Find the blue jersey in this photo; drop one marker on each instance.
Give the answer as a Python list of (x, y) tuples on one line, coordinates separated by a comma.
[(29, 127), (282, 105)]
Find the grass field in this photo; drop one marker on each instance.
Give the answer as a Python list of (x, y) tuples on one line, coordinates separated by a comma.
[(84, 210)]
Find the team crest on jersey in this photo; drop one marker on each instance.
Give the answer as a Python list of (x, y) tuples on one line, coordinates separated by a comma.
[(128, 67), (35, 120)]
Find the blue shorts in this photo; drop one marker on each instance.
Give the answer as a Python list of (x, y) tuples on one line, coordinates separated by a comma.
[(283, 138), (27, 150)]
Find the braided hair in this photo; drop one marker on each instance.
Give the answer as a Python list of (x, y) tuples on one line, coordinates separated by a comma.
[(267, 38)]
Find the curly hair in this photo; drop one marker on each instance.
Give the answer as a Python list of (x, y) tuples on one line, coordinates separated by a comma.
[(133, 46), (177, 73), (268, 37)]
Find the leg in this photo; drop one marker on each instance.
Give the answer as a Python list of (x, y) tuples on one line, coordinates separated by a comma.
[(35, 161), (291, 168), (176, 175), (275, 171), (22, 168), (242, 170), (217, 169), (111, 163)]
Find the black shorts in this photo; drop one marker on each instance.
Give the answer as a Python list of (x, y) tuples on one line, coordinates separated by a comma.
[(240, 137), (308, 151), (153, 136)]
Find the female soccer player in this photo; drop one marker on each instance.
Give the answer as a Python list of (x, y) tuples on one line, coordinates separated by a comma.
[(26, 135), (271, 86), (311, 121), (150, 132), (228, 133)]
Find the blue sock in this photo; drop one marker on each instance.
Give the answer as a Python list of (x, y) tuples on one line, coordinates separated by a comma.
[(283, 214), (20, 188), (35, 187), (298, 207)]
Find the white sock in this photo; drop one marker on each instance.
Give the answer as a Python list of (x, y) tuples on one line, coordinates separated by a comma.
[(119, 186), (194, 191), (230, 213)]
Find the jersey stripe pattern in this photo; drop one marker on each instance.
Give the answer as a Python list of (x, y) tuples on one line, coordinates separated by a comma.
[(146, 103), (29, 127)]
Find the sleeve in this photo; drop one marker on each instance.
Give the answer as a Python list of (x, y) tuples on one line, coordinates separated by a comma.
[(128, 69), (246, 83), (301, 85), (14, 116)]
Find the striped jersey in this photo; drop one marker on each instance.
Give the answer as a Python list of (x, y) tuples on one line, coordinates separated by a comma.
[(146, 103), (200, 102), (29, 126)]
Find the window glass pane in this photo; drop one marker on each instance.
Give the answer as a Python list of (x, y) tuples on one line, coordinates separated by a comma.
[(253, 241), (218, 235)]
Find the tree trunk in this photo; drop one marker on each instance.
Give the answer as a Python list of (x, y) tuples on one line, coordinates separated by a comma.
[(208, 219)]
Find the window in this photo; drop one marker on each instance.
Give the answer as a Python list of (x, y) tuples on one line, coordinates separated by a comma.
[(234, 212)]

*****

_AIM_.
Restate the whole listing exactly, leaving out nothing.

_SOLUTION FOR THIS TASK_.
Find the blue jersey in this photo; drop one marker on each instance.
Give the answer as a Python list of (x, y) tuples on one line, coordinates separated by a comma.
[(29, 127), (282, 105)]
Find the grass field in this photo; drop one marker on each instance.
Give the answer as a Python list of (x, y) tuples on one line, coordinates separated by a comma.
[(84, 210)]
Find the team crest on jersey in this photo; drop one marker on each instance.
Give the answer as a Python list of (x, y) tuples on one line, coordinates separated by a comma.
[(128, 67), (35, 120)]
Find the blue shorts in this photo; drop one marker on each instance.
Give the answer as a Python list of (x, y) tuples on one line, coordinates separated by a comma.
[(283, 138), (27, 150)]
Find the braided hair in this photo; drop one marker on each instance.
Give the answer as a Python list of (x, y) tuples on one line, coordinates separated by a comma.
[(267, 38)]
Find the curly hair in this photo; drop one marker on each instance.
Give the answer as a Python list of (x, y) tuples on one line, coordinates separated by a comma.
[(133, 46), (177, 73), (268, 37)]
Find the leg in this photo; drop one marker on each instance.
Give the answer as a Python list of (x, y) tuples on one line, coordinates separated by a comma.
[(35, 161), (291, 168), (176, 175), (275, 171), (22, 168), (242, 170), (217, 169), (111, 163)]
Find the black shorts in this photo; drop one marker on each instance.
Give the answer as a Python list of (x, y) tuples on one line, coordinates separated by a comma.
[(240, 137), (308, 151), (153, 136)]
Find the female soccer player in this photo; drop one marker on each instance.
Give the answer as a Python list of (x, y) tuples on one line, coordinates separated by a comma.
[(26, 135), (271, 86), (311, 121), (150, 132), (228, 133)]
Find the blue sock in this photo; drop one marker on each instance.
Give the answer as a Python list of (x, y) tuples on one line, coordinates separated by a comma.
[(283, 214), (20, 188), (35, 187), (298, 207)]
Find the white sock in this photo; drop one marker on each instance.
Give the answer as a Python list of (x, y) tuples on one line, coordinates separated by a comma.
[(119, 186), (194, 191), (230, 213)]
Find the jersey stripe pattern in this photo; drop one marker on each instance.
Give the answer as a Python list of (x, y) tuples on one line, coordinates separated by a comma.
[(146, 103), (29, 127)]
Find the sleeve in this photo; drop one marker on each instance.
Give the answer as a Python list of (x, y) tuples on one line, coordinates separated by a comma.
[(128, 69), (246, 83), (301, 85), (14, 116)]
Find the striped jersey in this photo; drop one marker on each instance.
Give the answer as a Python list of (x, y) tuples on one line, coordinates separated by a comma.
[(146, 103), (200, 102), (29, 126)]
Find the window glass pane in this photo; drop one marker on each instance.
Give the answer as a Python list of (x, y) tuples on one line, coordinates separated by a comma.
[(253, 241), (218, 235)]
Find the tree trunk in this photo; drop one marker on each instance.
Give the answer as a Python list of (x, y) tuples on one line, coordinates separated by a comma.
[(208, 219)]
Find the window in this photo; drop one marker on each instance.
Give the answer as a Python list of (x, y) tuples on one line, coordinates separated by a comma.
[(234, 212)]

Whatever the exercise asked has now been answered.